··· Предложенный отрывок ···

Об интересе Ленина к животным вспоминаю такой эпизод. В Циммервальде мы собрались в комиссии по выработке манифеста. Заседание происходило на открытом воздухе, у круглого садового стола, в деревне, в горах. Неподалеку под краном стоял высокий деревянный обрез, наполненный водою. Незадолго до заседания (происходило это ранним утром) некоторые делегаты под этим краном мылись. Я наблюдал, как Фриц Платтен, точно собираясь в обрезе топиться, окунулся головой и корпусом по пояс в воду к великому смятению присутствующих участников конференции. Комиссионное заседание происходило весьма недружно. Трения шли по разным линиям, но главным образом по линии: Ленин - с одной стороны, большинство комиссии - с другой. Откуда-то появились две хорошие собаки: какой породы - не берусь сказать, в тот период я их вовсе не различал. Собаки были, очевидно, хозяйские, потому что тут же стали играть на песке под утренним солнцем. Владимир Ильич соскочил со стула, припал на колено и стал со смехом щекотать собак между лап, легко, бережными, как говорит Горький, прикосновениями. Все это движение его было как бы непроизвольное, хочется даже сказать - мальчишеское, и смех был беззаботный, ребячий. Поглядел, помню, в сторону комиссии, как бы приглашая и других принять участие в такой превосходной забаве. Кажется, все смотрели на него с некоторым недоумением, не успев освободиться от напряжения комиссионных споров. Ленин потрепал еще собак, но уже более спокойно, вернулся к столу и сказал, что такого манифеста подписывать не будет. Спор вспыхнул с новой силой. Очень может быть, соображаю я теперь, что весь этот «скачок в сторону» понадобился ему для того, чтобы внутренне суммировать доводы за и против и принять решение. Но тут не было расчета, а была согласованная работа подсознательного с сознательным.

··· Исходные строки ···

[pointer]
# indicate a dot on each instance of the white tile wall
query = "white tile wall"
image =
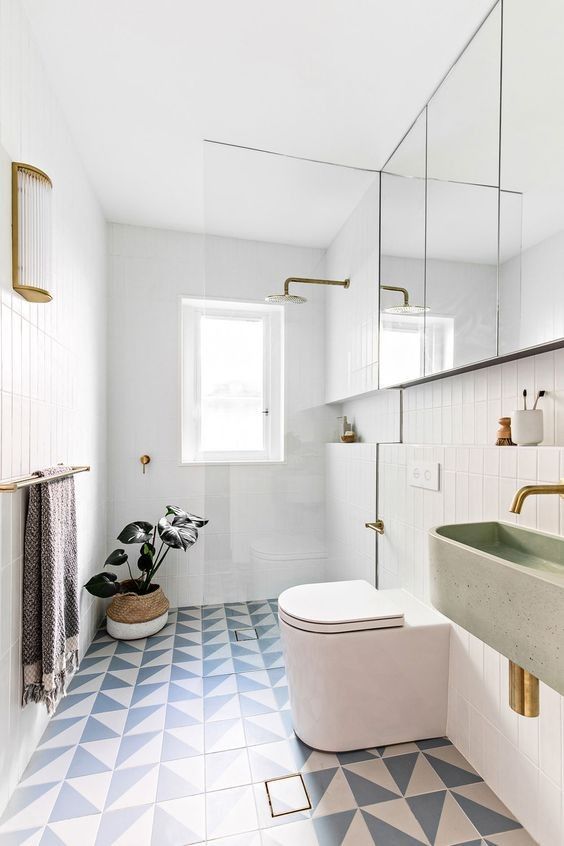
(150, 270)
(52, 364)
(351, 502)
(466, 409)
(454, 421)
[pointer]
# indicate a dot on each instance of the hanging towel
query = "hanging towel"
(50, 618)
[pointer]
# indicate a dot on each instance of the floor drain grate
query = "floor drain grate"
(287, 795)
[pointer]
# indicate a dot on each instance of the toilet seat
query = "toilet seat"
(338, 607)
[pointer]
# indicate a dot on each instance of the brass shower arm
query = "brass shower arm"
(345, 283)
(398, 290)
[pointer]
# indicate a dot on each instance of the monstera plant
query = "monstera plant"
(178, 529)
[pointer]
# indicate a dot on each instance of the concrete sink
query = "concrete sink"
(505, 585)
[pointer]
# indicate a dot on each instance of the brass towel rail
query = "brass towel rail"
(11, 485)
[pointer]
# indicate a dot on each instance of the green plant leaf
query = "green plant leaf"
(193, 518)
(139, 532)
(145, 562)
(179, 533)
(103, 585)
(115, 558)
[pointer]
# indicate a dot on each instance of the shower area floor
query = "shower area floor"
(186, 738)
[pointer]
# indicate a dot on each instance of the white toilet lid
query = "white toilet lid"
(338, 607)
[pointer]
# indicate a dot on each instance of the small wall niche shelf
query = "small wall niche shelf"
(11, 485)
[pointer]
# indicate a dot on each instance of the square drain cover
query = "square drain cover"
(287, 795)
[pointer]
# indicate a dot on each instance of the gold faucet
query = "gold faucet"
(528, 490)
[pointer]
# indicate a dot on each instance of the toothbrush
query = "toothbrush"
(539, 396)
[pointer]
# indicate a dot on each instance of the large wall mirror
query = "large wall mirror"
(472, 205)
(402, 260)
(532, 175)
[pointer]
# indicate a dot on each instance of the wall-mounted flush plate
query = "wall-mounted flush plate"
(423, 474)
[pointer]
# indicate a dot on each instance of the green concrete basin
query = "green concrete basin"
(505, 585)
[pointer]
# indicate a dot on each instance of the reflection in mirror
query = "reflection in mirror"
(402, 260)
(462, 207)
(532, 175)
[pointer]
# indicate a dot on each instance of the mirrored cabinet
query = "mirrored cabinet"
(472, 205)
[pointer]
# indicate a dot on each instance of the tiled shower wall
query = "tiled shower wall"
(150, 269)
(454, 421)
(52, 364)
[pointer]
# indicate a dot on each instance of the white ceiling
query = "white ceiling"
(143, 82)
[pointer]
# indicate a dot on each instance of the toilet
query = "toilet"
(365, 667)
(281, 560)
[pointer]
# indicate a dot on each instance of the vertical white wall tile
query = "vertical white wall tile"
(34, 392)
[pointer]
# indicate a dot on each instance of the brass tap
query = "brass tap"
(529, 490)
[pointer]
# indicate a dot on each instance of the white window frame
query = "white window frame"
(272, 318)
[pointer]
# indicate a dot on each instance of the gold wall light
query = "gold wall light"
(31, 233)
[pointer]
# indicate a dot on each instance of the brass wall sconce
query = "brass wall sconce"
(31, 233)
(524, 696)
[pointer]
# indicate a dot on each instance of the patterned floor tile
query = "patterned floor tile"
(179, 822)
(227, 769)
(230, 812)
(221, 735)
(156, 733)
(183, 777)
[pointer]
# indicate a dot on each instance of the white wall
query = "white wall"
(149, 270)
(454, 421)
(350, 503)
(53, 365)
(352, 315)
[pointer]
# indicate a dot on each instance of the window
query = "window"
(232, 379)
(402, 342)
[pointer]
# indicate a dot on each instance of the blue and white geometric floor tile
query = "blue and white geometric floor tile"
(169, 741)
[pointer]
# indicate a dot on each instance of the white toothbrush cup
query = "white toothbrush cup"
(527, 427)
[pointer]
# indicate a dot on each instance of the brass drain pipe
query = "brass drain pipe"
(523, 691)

···

● Задания упражнения:
A) Назовите всех людей, которые упомянуты по имени в отрывке о заседании в Циммервальде.
B) Найдите среди строк все, где встречается слово «cover», и перепишите их без изменений.
Строки никак не связаны с отрывком.

● Ответы к заданиям:
A) Ленин (он же Владимир Ильич), Фриц Платтен, Горький.

B)
# indicate a dot on each instance of the square drain cover
query = "square drain cover"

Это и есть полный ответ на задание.